### SOURCE EXTRACT
* Begin *

Our CNN consists of three convolutional layers and a fully connected layer. The first convolutional layer has 100 7×7 filers, each of which convolve a 7×7 neighborhood in the input image. The second convolutional layer has 150 4×4 filters; The third convolutional layer has 250 4×4 filters; The fully connected layer contains 300 neurons, and outputs 43 features. The input data of the CNN are black and white traffic sign images scaled to the pixel size of 30×30. The output data are the probability of each input image belonging to a type of traffic signs.

The input data of the traffic sign recognition algorithm contain both normal samples and abnormal samples. The abnormality of abnormal samples refers to the abnormal shape features induced by complex situations, such as occlusion, jitter, and noise. The CL strategy could also be applied to train the CNN. Under this strategy, the CNN could extract the characteristic parameters of simple samples from simple curriculums, and the extra characteristic parameters of complex samples from complex curriculums.

Therefore, this paper decides to train the CNN by the SPL, and integrates the training method with the learning method into a novel algorithm called SPCNN. The performance of the SPCNN was tested in three steps: Firstly, the images detected from training set and test set were all given labels about which type of traffic signs they belong to; Next, the traffic sign images detected from the training set were used to train the CNN; Finally, the trained CNN was adopted to recognize all the images detected from the training set and the test set, producing the accuracy of the SPCNN on the two datasets.

2.3 The SPL

The details of the SPL are given below. Let $D=\left\{\left(x_{i}, y_{i}\right)\right\}_{i=1}^{n}$ be the training set, where xi is the i-th sample, and yi is the label of the i-th sample. Suppose L(yi, g(xi, w)) is the loss of the prediction model brought by the i-th sample, where g is the prediction function, and w is the parameter of the prediction model. Then, the objective function of the SPL optimization can be defined as:

$\min _{w, v \in[0,1]^{n}} E(w, v ; \lambda)$

$=\sum_{i=1}^{n}\left(v_{i} L\left(y_{i}, f\left(x_{i}, w\right)\right)+h\left(v_{i}, \lambda\right)\right.$          (1)

where, h is the self-paced regular function, whose attributes and properties are introduced by Meng et al. [28]. The following self-paced regular function is selected for this research:

$h(v, \lambda)=-\lambda v$       (2)

For the CNN, the loss function can be expressed as:

$L\left(y_{i}, f\left(x_{i}, w\right)\right)=-\log p\left(y=y_{i} | x\right)$       (3)

where, p(y=yi|x) is the value of CNN output corresponding to the class yi.

For the SVM, the hinge loss function can be expressed as:

$L\left(y_{i}, f\left(x_{i}, w\right)\right)=\max \left\{0,1-\left(w^{T} x_{i}+b\right) y_{i}\right\}$         (4)

* End *

### WRITTEN PROBLEM A
Answer these questions from the traffic sign recognition text:
(i) How many filters does the second convolutional layer have, and what size are they?
(ii) Which complex situations does the text name as causes of abnormal shape features?
(iii) Which self-paced regular function is selected for this research?
### WRITTEN PROBLEM B
List every layer of the CNN described in the traffic sign recognition text, giving the size the text states for each.

### RECORDS
* Begin *

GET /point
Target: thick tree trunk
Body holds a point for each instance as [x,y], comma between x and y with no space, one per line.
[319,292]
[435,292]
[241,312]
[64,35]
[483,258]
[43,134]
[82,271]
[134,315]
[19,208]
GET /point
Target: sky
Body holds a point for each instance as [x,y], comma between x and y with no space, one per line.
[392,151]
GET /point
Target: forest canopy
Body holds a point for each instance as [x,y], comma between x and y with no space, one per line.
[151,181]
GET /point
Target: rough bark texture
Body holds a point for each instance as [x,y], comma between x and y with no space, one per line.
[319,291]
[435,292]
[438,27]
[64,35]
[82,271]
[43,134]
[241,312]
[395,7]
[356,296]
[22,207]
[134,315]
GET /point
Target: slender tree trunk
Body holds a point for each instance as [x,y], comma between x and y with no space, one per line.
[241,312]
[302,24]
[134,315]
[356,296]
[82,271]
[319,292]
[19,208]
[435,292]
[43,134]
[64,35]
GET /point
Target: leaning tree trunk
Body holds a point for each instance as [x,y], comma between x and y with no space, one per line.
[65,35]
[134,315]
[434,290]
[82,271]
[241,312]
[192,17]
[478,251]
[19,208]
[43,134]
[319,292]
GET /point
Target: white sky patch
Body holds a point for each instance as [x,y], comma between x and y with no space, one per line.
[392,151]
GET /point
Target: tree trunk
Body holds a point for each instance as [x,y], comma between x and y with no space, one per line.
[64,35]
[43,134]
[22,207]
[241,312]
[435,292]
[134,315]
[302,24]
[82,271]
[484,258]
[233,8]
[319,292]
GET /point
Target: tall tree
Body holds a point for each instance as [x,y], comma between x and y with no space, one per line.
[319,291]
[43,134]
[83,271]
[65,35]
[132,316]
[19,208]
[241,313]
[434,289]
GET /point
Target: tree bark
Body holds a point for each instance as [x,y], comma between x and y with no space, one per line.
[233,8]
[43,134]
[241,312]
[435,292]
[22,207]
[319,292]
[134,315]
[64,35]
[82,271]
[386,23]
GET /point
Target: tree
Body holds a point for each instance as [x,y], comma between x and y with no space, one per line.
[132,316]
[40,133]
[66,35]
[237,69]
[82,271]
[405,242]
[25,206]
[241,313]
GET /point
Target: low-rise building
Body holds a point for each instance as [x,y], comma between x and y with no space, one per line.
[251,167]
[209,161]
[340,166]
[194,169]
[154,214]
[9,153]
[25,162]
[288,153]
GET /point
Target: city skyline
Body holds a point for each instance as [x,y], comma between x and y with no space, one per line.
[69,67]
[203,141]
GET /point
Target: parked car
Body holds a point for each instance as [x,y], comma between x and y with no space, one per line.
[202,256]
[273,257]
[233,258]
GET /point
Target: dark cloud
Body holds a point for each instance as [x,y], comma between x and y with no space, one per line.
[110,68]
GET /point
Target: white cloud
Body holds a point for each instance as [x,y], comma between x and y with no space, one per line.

* End *

### EXERCISE SOLUTION A
(i) It has 150 filters, each 4×4.
(ii) Occlusion, jitter, and noise.
(iii) h(v, λ) = −λv

### EXERCISE SOLUTION B
- First convolutional layer: 100 filters of 7×7
- Second convolutional layer: 150 filters of 4×4
- Third convolutional layer: 250 filters of 4×4
- Fully connected layer: 300 neurons, outputting 43 features